**YOUR INSTRUCTIONS**
How many lines of the records below contain the word "bark"? Reply with the number only.

**GIVEN INFORMATION**

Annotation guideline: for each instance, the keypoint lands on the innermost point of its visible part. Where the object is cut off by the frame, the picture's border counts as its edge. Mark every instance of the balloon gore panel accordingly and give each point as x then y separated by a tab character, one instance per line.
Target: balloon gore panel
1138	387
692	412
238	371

* * *

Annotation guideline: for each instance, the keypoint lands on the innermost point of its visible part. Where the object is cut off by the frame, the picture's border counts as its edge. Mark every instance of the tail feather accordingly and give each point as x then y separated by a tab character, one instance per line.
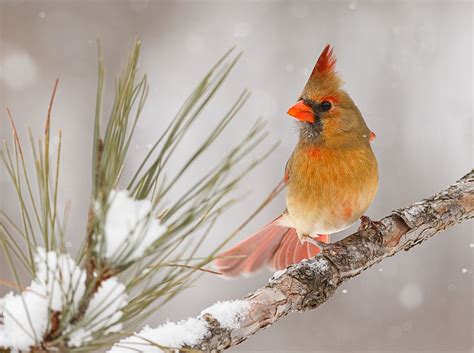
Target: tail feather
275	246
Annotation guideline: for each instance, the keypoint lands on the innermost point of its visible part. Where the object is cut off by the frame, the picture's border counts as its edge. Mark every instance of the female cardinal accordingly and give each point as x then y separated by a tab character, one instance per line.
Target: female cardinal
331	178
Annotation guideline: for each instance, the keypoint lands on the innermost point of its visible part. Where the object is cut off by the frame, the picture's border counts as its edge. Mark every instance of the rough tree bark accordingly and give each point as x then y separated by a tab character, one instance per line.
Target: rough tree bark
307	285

--

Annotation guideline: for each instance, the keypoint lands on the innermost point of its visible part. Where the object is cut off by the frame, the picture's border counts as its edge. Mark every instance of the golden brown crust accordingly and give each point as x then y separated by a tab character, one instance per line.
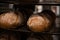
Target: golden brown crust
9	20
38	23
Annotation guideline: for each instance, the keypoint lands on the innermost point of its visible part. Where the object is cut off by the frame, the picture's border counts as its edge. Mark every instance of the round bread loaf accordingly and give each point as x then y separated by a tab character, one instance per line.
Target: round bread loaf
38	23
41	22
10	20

**RESULT BELOW**
2